Task 1: Translate this sentence from the mine safety decision into Spanish: "Kingston Mining operates the No. 2 Mine, an underground coal mine located in West Virginia."
Task 2: According to the mine safety decision, on what date was Jeremy Jones laid off?

FEDERAL MINE SAFETY AND HEALTH REVIEW COMMISSION

1331 PENNSYLVANIA AVENUE, NW, SUITE 520N

WASHINGTON, D.C. 20004-1710

 

 

SECRETARY OF LABOR,                             :                                     

 MINE SAFETY AND HEALTH                    :                                                         

 ADMINISTRATION (MSHA),                      :       

 on behalf of JEREMY JONES                         :

                                                                           :

                        v.                                                :        Docket No. WEVA 2015-1007-D

                                                                           :                         

KINGSTON MINING, INC.                           :

 

 

BEFORE: Jordan, Chairman; Young, Cohen, Nakamura and Althen, Commissioners

 

DECISION

 

BY THE COMMISSION:

 

This temporary reinstatement proceeding arises under the Federal Mine Safety and Health Act of 1977, 30 U.S.C. § 801 et seq. (2012) (“Mine Act”). On October 14, 2015, the Administrative Law Judge issued a decision denying an Application for Temporary Reinstatement filed by the Secretary of Labor on behalf of Jeremy Jones against Kingston Mining, Inc. (“Kingston Mining”) pursuant to section 105(c)(2) of the Mine Act, 30 U.S.C.

§ 815(c)(2).[1] 37 FMSHRC   , slip op. at 12, No. WEVA 2015-1007-D (Oct. 14, 2015). The Secretary subsequently filed a timely petition for review of the Judge’s denial of temporary reinstatement. For the reasons that follow, we vacate the Judge’s decision, reverse it in part, and remand the matter in part to the Judge for further proceedings.

 


 

I.

 

Factual and Procedural Background

 

A.    Factual Background

 

            Kingston Mining operates the No. 2 Mine, an underground coal mine located in West Virginia. Tr. 95-96, 147. Jeremy Jones was an electrician on the midnight maintenance shift at the mine for two and one-half years. Tr. 34-35, 73, 89. Mr. Jones was laid off from his position on April 10, 2015.

 

On August 4, 2015, Jones filed a discrimination complaint with the Department of Labor’s Mine Safety and Health Administration (“MSHA”) against Kingston Mining. App. for Temp. Reinstatement at 1-2. MSHA conducted a preliminary investigation of Jones’ discrimination complaint and on September 14, 2015, the Secretary filed an Application for Temporary Reinstatement, requesting an order requiring Kingston Mining to temporarily reinstate Jones to his former position as an electrician. Id. at 4. The Secretary alleges that the layoff was motivated by the fact that Jones raised safety concerns regarding miners covering or painting over the lights on the roof bolting machines, failing to properly anchor trailing cables for the shuttle cars, and failing to properly dispose of dust bags and trash including boards on the roof bolting machines.

Records provided:
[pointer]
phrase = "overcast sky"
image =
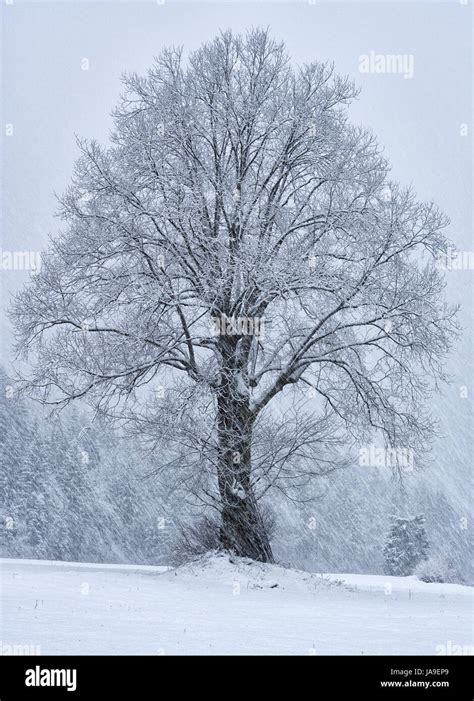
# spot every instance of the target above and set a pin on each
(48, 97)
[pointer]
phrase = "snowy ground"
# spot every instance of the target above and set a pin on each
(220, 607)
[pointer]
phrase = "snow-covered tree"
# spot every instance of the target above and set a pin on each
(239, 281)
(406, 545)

...

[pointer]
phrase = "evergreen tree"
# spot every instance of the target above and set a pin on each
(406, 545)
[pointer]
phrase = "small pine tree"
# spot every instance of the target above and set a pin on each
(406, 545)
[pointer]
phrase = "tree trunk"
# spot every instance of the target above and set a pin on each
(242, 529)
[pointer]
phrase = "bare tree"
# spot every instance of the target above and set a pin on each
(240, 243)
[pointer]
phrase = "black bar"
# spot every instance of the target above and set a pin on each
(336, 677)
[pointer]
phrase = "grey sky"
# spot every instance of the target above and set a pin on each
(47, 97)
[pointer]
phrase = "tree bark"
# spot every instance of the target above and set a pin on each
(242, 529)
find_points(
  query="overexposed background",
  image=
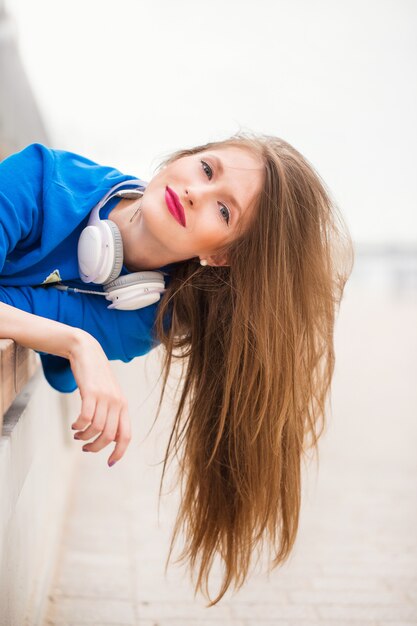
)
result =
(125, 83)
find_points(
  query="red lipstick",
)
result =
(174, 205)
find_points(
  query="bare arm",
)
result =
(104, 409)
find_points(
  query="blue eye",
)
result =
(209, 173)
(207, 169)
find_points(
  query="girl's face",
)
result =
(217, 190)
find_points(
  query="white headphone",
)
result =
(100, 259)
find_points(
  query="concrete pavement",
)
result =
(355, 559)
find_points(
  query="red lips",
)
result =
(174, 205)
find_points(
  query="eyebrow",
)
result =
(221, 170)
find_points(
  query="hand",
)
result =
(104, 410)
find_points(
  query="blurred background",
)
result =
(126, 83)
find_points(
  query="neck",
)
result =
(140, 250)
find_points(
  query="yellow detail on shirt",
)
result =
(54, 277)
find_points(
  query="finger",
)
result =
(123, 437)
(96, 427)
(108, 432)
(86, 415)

---

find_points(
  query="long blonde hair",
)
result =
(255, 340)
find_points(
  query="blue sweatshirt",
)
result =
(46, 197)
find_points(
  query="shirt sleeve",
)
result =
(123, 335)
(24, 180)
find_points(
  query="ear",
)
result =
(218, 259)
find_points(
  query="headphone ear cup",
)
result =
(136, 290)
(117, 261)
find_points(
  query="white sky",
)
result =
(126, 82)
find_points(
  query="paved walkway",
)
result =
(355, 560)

Complete answer 1: Kingston Mining opera la Mina No. 2, una mina de carbón subterránea ubicada en Virginia Occidental.

Complete answer 2: April 10, 2015.